**Exercise brief**: Count the lines in the records below that contain the word "waterline", and reply with only that number.

Coordinate annotation records:
━━━━

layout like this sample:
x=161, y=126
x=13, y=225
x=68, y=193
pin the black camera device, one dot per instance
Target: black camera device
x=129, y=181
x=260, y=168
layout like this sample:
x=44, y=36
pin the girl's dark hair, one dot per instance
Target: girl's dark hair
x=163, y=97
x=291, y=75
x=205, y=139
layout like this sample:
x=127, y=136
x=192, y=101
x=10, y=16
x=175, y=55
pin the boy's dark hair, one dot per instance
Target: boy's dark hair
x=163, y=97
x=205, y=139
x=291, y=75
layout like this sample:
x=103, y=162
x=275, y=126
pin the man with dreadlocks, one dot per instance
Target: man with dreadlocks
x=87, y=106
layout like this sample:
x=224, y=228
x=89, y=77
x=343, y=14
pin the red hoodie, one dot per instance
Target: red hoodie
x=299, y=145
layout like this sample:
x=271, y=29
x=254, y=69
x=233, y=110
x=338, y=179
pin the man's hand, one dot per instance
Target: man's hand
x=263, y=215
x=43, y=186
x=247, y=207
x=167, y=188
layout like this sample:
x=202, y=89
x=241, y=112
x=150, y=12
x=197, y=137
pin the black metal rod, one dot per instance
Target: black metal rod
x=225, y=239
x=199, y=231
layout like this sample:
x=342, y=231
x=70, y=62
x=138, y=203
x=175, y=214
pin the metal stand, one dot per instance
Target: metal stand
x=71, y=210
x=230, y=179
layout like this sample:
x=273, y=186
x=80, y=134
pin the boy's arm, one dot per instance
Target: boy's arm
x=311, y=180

━━━━

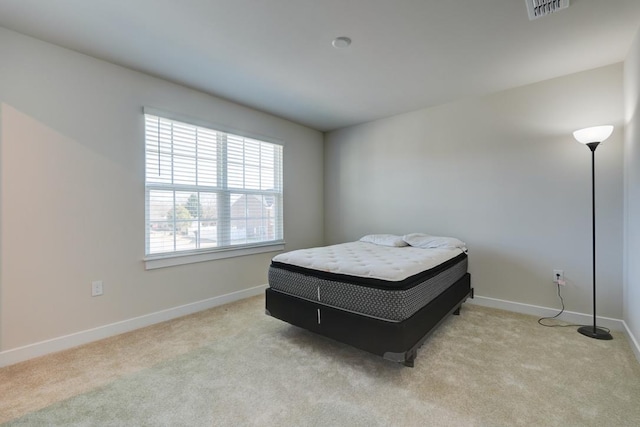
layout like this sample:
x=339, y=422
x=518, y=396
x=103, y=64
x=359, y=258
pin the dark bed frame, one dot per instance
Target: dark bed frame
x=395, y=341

━━━━

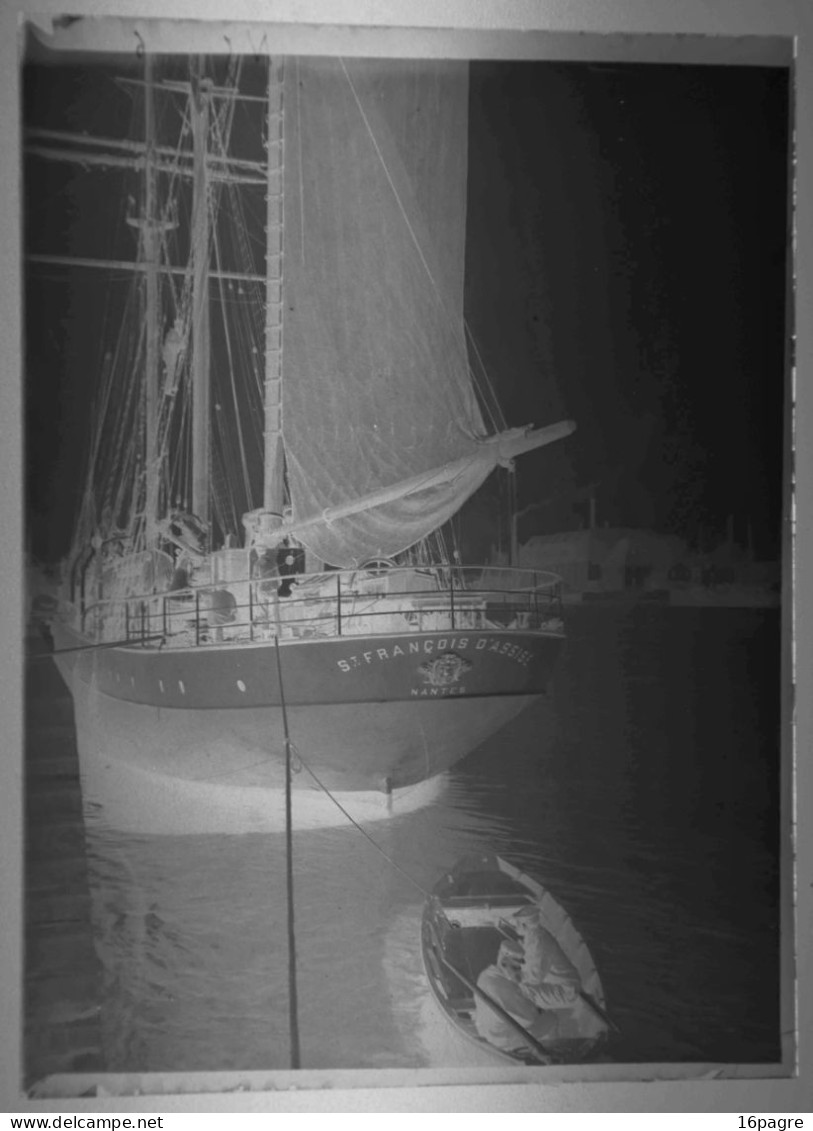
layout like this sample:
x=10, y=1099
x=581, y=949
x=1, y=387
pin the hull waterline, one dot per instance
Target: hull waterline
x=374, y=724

━━━━

**Answer for the task**: 2